====== Extrait du document

Critique : La caméra en plan fixe scrute le regard effondré d’une femme via le rétroviseur de sa voiture, dans une séquence introductive caractérisée par sa longueur et qui met d’emblée le spectateur mal à l’aise, tout en captant son attention. La première demi-heure d’Un silence, tout en frappant par sa sobriété et la rigueur de sa mise en scène, pourra toutefois déconcerter du fait d’une narration mystérieuse et de dialogues embrouillant le spectateur cherchant à cerner les enjeux du scénario. Pour quelle raison Astrid (Emmanuelle Devos) se rend-elle dans ce poste de police, et que cherche à lui faire déclarer la commissaire bienveillante mais tenace (la chanteuse Jeanne Cherhal, étonnante) ? On comprend simplement que son fils adolescent (Matthieu Galloux, dont c’est le premier rôle au cinéma) a tenté d’assassiner son père adoptif (Daniel Auteuil, qui campe un avocat réputé et médiatisé). Le flash-back qui suit est d’abord de la même veine, et risquera de laisser définitivement sur la touche le public du samedi soir recherchant un drame consensuel et linéaire.
- Emmanuelle Devos dans "Un silence"
- © 2023 Les Films du Losange. Tous droits réservés.
De quelle affaire (de mœurs apparemment) s’occupe maître Schaar ? Qui sont ces deux personnages en voiture qui rodent devant son logement ? La jeune femme déterminée (Louise Chevillotte) avec laquelle s’entretient Astrid est-elle sa fille aînée ou sa jeune sœur ? Et parle-t-elle de son frère ou d’un jeune oncle ? Très vite, la situation s’éclaircit, et un deuxième film semble apparaître dans le dispositif, dont nous ne dévoilerons pas les enjeux. Car Joachim Lafosse, et ses coscénaristes dont Thomas Van Zuylen, cherchent à faire du spectateur l’emblème du regard des acteurs sociaux découvrant le comportement plus ou moins douteux de leurs pairs. Un silence s’inscrit en même temps dans la lignée des œuvres antérieures du réalisateur, souvent axées sur les affres de la cellule familiale. Le film évoque en effet la pédocriminalité au sein de la parentèle, quand Élève libre posait le problème de l’emprise excessive sur les adolescents, tandis qu’À perdre la raison abordait carrément l’infanticide, et Les intranquilles les ravages occasionnés par un parent bipolaire.

============

Objectif:
Poursuivez la critique du film Un silence à partir de sa dernière phrase. Les enregistrements sont issus d'une autre source.

====== Enregistrements fournis

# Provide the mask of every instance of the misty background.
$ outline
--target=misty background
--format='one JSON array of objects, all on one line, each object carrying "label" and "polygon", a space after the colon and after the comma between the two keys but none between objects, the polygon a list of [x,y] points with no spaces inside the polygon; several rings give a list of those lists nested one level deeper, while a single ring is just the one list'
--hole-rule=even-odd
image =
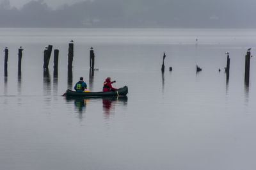
[{"label": "misty background", "polygon": [[0,1],[1,27],[256,27],[255,0],[21,1]]}]

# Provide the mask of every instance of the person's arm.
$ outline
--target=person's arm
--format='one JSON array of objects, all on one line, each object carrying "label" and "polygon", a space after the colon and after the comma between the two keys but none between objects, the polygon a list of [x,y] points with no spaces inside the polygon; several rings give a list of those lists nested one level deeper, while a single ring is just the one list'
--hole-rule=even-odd
[{"label": "person's arm", "polygon": [[75,90],[76,90],[76,86],[77,85],[77,83],[76,83],[75,86],[74,87],[74,88],[75,89]]},{"label": "person's arm", "polygon": [[84,88],[85,89],[87,89],[87,84],[84,82],[84,84],[85,84],[85,85],[84,85]]},{"label": "person's arm", "polygon": [[111,85],[111,83],[109,83],[109,89],[110,89],[111,90],[111,89],[117,90],[117,89],[114,88],[113,87],[112,87],[112,85]]}]

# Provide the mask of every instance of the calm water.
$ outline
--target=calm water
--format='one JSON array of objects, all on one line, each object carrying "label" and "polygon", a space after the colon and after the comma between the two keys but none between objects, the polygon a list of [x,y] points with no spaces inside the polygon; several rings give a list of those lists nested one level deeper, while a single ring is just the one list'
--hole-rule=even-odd
[{"label": "calm water", "polygon": [[[60,50],[58,78],[52,56],[44,77],[48,44]],[[0,29],[0,169],[255,169],[254,57],[248,86],[244,70],[246,49],[254,56],[255,44],[253,29]],[[99,69],[93,77],[91,47]],[[203,69],[198,74],[196,64]],[[81,76],[93,91],[111,76],[118,87],[129,87],[128,96],[62,97]]]}]

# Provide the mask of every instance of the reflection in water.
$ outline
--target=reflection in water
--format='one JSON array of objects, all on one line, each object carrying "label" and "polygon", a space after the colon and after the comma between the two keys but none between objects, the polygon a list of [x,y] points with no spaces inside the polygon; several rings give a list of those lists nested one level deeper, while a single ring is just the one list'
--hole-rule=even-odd
[{"label": "reflection in water", "polygon": [[244,100],[246,104],[249,102],[249,83],[244,82]]},{"label": "reflection in water", "polygon": [[4,95],[7,95],[7,89],[8,89],[8,77],[4,77]]},{"label": "reflection in water", "polygon": [[[102,98],[102,107],[105,118],[109,119],[115,112],[115,106],[117,103],[121,102],[127,106],[128,98],[127,97],[113,97]],[[114,105],[114,107],[113,107]]]},{"label": "reflection in water", "polygon": [[73,86],[73,72],[72,69],[68,70],[68,89],[72,89]]},{"label": "reflection in water", "polygon": [[164,72],[162,72],[162,92],[164,92]]},{"label": "reflection in water", "polygon": [[[78,111],[79,118],[83,118],[83,114],[86,111],[86,107],[90,103],[99,102],[99,100],[102,99],[102,108],[104,116],[106,118],[115,112],[115,107],[119,104],[127,106],[128,98],[127,97],[66,97],[67,102],[73,102],[74,103],[75,109]],[[90,101],[91,102],[88,102]],[[97,108],[97,107],[95,107]]]},{"label": "reflection in water", "polygon": [[90,100],[90,98],[84,97],[66,97],[67,102],[74,101],[75,108],[79,113],[79,118],[83,118],[83,112],[85,111],[86,103]]},{"label": "reflection in water", "polygon": [[21,72],[18,72],[18,93],[21,93]]},{"label": "reflection in water", "polygon": [[226,76],[226,95],[228,95],[229,88],[229,73],[227,73]]},{"label": "reflection in water", "polygon": [[51,95],[51,75],[48,68],[44,69],[44,92],[45,95]]},{"label": "reflection in water", "polygon": [[54,96],[58,94],[58,77],[53,78],[53,93]]},{"label": "reflection in water", "polygon": [[53,70],[53,77],[57,78],[58,77],[58,68],[55,68]]},{"label": "reflection in water", "polygon": [[89,75],[89,89],[91,91],[93,91],[93,78],[94,78],[94,70],[92,68],[90,69],[90,75]]}]

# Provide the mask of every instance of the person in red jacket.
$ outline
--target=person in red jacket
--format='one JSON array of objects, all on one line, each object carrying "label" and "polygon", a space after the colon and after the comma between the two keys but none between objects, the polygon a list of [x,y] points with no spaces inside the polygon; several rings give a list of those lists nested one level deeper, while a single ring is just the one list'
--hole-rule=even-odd
[{"label": "person in red jacket", "polygon": [[108,92],[108,91],[115,91],[117,90],[117,89],[114,88],[112,87],[111,84],[113,82],[116,82],[116,81],[111,81],[111,78],[109,77],[106,79],[106,81],[104,82],[103,85],[103,92]]}]

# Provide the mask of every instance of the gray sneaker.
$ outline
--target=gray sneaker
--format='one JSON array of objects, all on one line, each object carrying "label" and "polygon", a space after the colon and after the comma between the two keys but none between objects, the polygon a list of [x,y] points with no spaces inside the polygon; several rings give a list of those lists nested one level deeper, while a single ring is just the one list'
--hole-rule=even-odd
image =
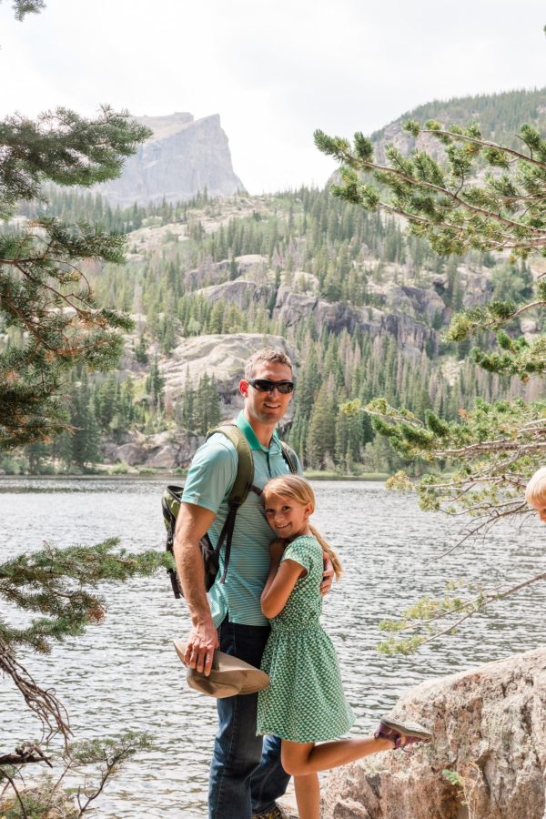
[{"label": "gray sneaker", "polygon": [[289,814],[286,808],[275,803],[261,814],[252,814],[252,819],[298,819],[296,814]]}]

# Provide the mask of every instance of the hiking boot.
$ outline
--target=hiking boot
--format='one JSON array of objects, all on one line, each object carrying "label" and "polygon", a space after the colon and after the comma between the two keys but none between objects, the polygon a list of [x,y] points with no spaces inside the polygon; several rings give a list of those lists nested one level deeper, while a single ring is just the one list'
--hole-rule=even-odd
[{"label": "hiking boot", "polygon": [[275,803],[261,814],[252,814],[252,819],[298,819],[296,814],[289,814],[286,808]]},{"label": "hiking boot", "polygon": [[386,717],[381,719],[374,736],[376,739],[390,740],[394,743],[395,749],[405,749],[407,745],[417,743],[430,743],[432,739],[430,732],[417,723],[401,723]]}]

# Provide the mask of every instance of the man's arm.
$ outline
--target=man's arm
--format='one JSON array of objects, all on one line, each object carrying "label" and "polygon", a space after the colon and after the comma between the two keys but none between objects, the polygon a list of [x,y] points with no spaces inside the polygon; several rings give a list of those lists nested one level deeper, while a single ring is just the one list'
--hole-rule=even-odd
[{"label": "man's arm", "polygon": [[205,591],[205,571],[199,541],[210,529],[216,515],[194,503],[180,504],[173,545],[177,571],[191,615],[192,630],[184,662],[198,672],[210,673],[218,635],[210,614]]}]

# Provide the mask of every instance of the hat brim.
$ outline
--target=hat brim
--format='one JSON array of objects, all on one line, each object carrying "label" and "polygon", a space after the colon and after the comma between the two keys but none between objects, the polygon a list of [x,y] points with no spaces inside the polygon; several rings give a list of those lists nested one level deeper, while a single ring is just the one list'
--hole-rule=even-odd
[{"label": "hat brim", "polygon": [[[184,662],[186,645],[179,640],[173,642],[178,657]],[[194,691],[217,699],[256,693],[269,684],[269,677],[265,672],[238,657],[218,651],[214,652],[208,676],[187,667],[187,680]]]}]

============

Exercice corrigé:
- Daniel Auteuil et Jeanne Cherhal dans "Un silence"
- © 2023 Les Films du Losange. Tous droits réservés.
Un silence est imprégné de la même noirceur sur le plan de l’ambiance, contrairement au ton un brin léger qui pouvait nuancer les tensions dans Nue propriété (sur les relations houleuses entre une mère et ses deux fils jumeaux) ou L’économie du couple (sur la cohabitation forcée entre divorcés). Mais comme à son habitude, Joachim Lafosse montre une approche de moraliste, sans être moralisateur, n’hésitant pas à nuancer les traits psychologiques de personnages qui ont tous leur part d’humanité ou de zone d’ombre. En ce sens, le métrage n’a rien à voir avec les produits #MeToo tel le racoleur Le consentement, emblème d’un cinéma voyeuriste et complaisant. Il faut également reconnaître au réalisateur le mérite d’avoir dirigé avec brio deux acteurs français majeurs. Daniel Auteuil (courageux pour un rôle refusé par d’autres pointures) est aussi bon que dans ses rôles chez Sautet, Téchiné ou Nicole Garcia. Quant à Emmanuelle Devos, elle retrouve la grâce qu’elle incarna naguère pour Jacques Audiard ou Desplechin. Produit et distribué par Les Films du Losange, Un silence se présente donc comme hautement recommandable.